● **Prompt**
Write down each entry again, exactly as it reads.

● **Source material**
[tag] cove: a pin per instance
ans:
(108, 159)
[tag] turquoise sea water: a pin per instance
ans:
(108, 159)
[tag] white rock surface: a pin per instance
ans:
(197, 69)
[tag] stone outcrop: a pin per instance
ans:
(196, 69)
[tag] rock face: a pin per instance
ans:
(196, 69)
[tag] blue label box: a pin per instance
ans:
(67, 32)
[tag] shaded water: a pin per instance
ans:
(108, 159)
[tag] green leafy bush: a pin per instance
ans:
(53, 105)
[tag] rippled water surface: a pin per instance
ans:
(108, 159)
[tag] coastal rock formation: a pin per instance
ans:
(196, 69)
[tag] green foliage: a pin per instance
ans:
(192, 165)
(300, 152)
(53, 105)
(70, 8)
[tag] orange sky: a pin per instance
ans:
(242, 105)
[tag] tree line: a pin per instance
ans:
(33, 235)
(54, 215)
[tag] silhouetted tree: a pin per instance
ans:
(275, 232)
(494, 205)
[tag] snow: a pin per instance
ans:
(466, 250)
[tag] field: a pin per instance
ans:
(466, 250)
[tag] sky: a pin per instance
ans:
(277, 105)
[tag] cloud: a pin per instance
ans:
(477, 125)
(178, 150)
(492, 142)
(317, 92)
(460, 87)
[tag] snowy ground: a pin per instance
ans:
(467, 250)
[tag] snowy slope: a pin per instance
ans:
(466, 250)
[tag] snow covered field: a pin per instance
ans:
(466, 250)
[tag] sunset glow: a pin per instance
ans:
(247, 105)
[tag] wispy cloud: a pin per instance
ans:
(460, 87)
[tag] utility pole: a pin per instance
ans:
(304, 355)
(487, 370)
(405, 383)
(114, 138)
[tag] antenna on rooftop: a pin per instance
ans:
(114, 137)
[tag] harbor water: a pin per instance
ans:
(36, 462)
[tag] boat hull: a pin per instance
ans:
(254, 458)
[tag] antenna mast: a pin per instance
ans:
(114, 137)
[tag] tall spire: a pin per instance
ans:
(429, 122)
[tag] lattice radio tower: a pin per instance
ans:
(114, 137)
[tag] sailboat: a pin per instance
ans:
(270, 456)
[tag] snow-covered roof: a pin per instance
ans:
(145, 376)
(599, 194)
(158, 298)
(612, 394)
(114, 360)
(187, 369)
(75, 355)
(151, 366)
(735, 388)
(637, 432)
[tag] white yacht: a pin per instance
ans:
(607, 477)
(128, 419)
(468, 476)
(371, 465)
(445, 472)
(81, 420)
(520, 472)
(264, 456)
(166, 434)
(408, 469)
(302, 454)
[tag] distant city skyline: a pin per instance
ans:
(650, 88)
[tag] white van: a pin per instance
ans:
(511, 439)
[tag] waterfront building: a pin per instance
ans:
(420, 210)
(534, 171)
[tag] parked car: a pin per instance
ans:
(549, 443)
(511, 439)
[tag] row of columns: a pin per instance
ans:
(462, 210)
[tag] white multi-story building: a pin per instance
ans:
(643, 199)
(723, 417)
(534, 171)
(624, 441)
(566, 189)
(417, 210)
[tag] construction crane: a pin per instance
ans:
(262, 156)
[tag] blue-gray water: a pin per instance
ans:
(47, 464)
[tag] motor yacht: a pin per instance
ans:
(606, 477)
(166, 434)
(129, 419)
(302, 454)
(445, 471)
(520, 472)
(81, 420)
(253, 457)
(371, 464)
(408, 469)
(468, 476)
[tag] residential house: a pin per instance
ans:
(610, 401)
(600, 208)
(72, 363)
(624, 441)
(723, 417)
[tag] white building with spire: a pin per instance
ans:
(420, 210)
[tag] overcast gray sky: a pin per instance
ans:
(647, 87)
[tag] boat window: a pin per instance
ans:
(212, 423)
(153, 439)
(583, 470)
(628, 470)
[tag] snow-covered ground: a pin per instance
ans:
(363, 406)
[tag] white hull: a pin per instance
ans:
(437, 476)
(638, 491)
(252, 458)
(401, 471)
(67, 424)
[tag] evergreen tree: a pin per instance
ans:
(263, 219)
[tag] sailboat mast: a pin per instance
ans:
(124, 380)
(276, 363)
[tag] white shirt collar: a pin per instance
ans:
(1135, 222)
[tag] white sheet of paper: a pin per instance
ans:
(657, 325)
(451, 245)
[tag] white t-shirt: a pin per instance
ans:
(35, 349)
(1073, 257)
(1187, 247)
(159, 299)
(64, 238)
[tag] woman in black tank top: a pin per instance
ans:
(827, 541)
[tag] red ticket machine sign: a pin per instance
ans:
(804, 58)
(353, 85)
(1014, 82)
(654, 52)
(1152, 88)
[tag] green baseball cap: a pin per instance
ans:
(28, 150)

● **Exercise response**
[tag] cove: a pin per instance
ans:
(108, 159)
[tag] turquoise sea water: a pin per instance
ans:
(108, 159)
[tag] white rock surface: a pin per instance
ans:
(197, 69)
[tag] stone outcrop: a pin per instance
ans:
(196, 69)
[tag] rock face: a pin per instance
ans:
(196, 69)
[tag] blue label box: a pin per instance
ans:
(67, 32)
[tag] shaded water: a pin per instance
ans:
(108, 159)
[tag] green leafy bush: a pin per instance
ans:
(53, 105)
[tag] rippled water surface: a pin per instance
ans:
(108, 159)
[tag] coastal rock formation: a pin per instance
ans:
(196, 69)
[tag] green foliage: a pin per instance
ans:
(192, 165)
(300, 152)
(53, 105)
(70, 8)
[tag] orange sky: a pin per instance
ans:
(242, 105)
[tag] tree line: a pin per instance
ans:
(33, 235)
(54, 215)
[tag] silhouetted tree: a pin per instance
ans:
(275, 232)
(494, 205)
[tag] snow: a pin per instance
ans:
(466, 250)
[tag] field: a pin per instance
ans:
(466, 250)
[tag] sky: a pin per instance
ans:
(277, 105)
[tag] cloud: a pin per instance
ans:
(477, 125)
(178, 150)
(492, 142)
(317, 92)
(460, 87)
[tag] snowy ground: a pin per instance
ans:
(467, 250)
[tag] snowy slope: a pin per instance
ans:
(466, 250)
[tag] snow covered field: a pin per instance
ans:
(466, 250)
[tag] sunset glow: a pin per instance
ans:
(247, 105)
[tag] wispy cloud: a pin per instance
ans:
(460, 87)
[tag] utility pole: a pin per instance
ans:
(304, 355)
(487, 370)
(405, 383)
(114, 138)
[tag] antenna on rooftop: a pin per instance
ans:
(114, 137)
[tag] harbor water: a pin per instance
ans:
(36, 462)
[tag] boat hull: a pin per instance
ans:
(254, 458)
[tag] antenna mast: a pin per instance
ans:
(114, 137)
[tag] tall spire: a pin per instance
ans:
(429, 122)
[tag] lattice radio tower: a pin per instance
ans:
(114, 137)
[tag] sailboat: a pin per instance
ans:
(270, 456)
[tag] snow-covered roof: a pin per instance
ans:
(145, 376)
(599, 194)
(158, 298)
(612, 394)
(114, 360)
(187, 369)
(75, 355)
(151, 366)
(735, 388)
(637, 432)
[tag] white yacht: a pin per instance
ans:
(607, 477)
(128, 419)
(468, 476)
(371, 465)
(445, 472)
(81, 420)
(520, 472)
(264, 456)
(166, 434)
(408, 469)
(302, 454)
[tag] distant city skyline: a pin per instance
ans:
(650, 88)
[tag] white van: a pin per instance
ans:
(511, 439)
[tag] waterfront building: a pin per instance
ans:
(420, 210)
(534, 171)
[tag] parked car: a pin per instance
ans:
(549, 443)
(511, 439)
[tag] row of columns: a pin per instance
ans:
(462, 210)
[tag] white multi-story building: a pin per instance
ans:
(643, 199)
(723, 417)
(534, 171)
(624, 441)
(566, 189)
(417, 210)
[tag] construction crane: a pin per instance
ans:
(262, 156)
[tag] blue-gray water: a pin per instance
ans:
(47, 464)
[tag] motor yacht: a pin per instance
ans:
(606, 477)
(166, 434)
(129, 419)
(302, 454)
(445, 471)
(520, 472)
(81, 420)
(253, 457)
(371, 464)
(408, 469)
(468, 476)
[tag] residential house: a pin per instance
ans:
(610, 401)
(600, 208)
(72, 363)
(624, 441)
(723, 417)
[tag] white building with spire: a pin per instance
ans:
(420, 210)
[tag] overcast gray sky: a pin per instance
ans:
(647, 87)
[tag] boat window: a pin per instance
ans:
(212, 423)
(153, 439)
(583, 470)
(628, 470)
[tag] snow-covered ground: a pin per instance
ans:
(363, 406)
[tag] white hull: a pin per instance
ans:
(437, 476)
(638, 491)
(252, 458)
(401, 471)
(67, 424)
[tag] evergreen tree: a pin per instance
ans:
(263, 219)
[tag] sailboat mast: a pin per instance
ans:
(124, 380)
(276, 363)
[tag] white shirt collar: a pin per instance
ans:
(1135, 222)
[tag] white sheet of paper: a pin per instance
ans:
(657, 325)
(451, 245)
[tag] white t-shirt: a pin per instance
ans:
(35, 349)
(1073, 257)
(1187, 247)
(159, 299)
(64, 238)
[tag] woman in black tank top: a pin per instance
ans:
(827, 541)
[tag] red ticket machine sign: a pin per instance
ans:
(804, 58)
(353, 85)
(1014, 82)
(654, 52)
(1152, 88)
[tag] green baseball cap: a pin per instance
ans:
(28, 150)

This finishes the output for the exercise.